_Collected data entries_:

○ ○ ○ ○

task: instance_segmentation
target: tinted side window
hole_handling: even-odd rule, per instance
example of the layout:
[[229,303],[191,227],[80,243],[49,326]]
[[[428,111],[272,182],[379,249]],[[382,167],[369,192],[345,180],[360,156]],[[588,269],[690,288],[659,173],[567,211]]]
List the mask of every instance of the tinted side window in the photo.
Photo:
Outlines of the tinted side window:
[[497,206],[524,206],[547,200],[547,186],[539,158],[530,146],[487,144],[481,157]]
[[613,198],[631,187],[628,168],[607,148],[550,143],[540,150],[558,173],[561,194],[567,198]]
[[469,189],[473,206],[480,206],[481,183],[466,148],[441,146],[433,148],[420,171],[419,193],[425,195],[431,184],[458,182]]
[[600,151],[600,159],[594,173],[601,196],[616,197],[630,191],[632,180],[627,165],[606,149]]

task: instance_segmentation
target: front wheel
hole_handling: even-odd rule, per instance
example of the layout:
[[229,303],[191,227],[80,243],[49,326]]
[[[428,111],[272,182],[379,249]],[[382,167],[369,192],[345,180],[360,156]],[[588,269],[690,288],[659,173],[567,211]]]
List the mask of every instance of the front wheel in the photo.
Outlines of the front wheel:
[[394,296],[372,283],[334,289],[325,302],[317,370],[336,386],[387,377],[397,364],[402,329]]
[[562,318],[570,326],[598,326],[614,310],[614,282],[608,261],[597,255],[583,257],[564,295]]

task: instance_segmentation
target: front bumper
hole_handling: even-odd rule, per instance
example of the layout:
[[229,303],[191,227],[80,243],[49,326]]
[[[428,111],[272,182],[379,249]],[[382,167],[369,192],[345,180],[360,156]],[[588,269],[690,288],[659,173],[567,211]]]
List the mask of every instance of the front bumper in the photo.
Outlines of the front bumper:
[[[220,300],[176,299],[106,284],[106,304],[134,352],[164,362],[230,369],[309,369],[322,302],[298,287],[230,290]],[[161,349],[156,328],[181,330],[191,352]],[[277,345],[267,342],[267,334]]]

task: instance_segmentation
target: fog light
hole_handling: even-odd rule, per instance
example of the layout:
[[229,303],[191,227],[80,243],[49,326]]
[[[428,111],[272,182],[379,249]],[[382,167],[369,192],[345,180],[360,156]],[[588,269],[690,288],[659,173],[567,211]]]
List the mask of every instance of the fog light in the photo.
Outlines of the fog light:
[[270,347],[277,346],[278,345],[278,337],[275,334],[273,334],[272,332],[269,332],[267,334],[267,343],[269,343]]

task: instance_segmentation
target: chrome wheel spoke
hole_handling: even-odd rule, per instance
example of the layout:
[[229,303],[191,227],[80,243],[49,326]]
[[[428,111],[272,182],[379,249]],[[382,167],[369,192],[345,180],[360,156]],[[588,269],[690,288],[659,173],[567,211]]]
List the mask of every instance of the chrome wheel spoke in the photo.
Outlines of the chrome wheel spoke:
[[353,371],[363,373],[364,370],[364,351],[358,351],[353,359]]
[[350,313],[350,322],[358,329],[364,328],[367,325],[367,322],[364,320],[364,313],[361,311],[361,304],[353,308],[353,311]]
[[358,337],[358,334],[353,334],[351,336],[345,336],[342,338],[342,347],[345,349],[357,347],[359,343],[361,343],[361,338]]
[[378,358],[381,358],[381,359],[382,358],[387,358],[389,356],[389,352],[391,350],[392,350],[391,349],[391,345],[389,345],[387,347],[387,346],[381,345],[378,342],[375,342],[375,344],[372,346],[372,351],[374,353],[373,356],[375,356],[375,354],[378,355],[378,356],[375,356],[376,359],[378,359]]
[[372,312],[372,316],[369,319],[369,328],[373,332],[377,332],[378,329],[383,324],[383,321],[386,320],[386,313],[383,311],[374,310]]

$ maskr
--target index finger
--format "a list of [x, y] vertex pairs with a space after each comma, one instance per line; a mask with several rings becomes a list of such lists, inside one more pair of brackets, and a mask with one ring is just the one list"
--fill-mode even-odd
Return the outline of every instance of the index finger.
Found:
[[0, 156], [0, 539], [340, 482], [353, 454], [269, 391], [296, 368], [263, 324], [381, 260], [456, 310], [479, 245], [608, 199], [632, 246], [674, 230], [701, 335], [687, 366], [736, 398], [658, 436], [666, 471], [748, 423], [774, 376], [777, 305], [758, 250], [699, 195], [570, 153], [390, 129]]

○ ○ ○ ○

_Work instruction_:
Check each line above for the word "target", and copy the lines where it appears.

_Solution below_:
target: tinted side window
target: front wheel
target: front bumper
target: fog light
target: chrome wheel spoke
--target index finger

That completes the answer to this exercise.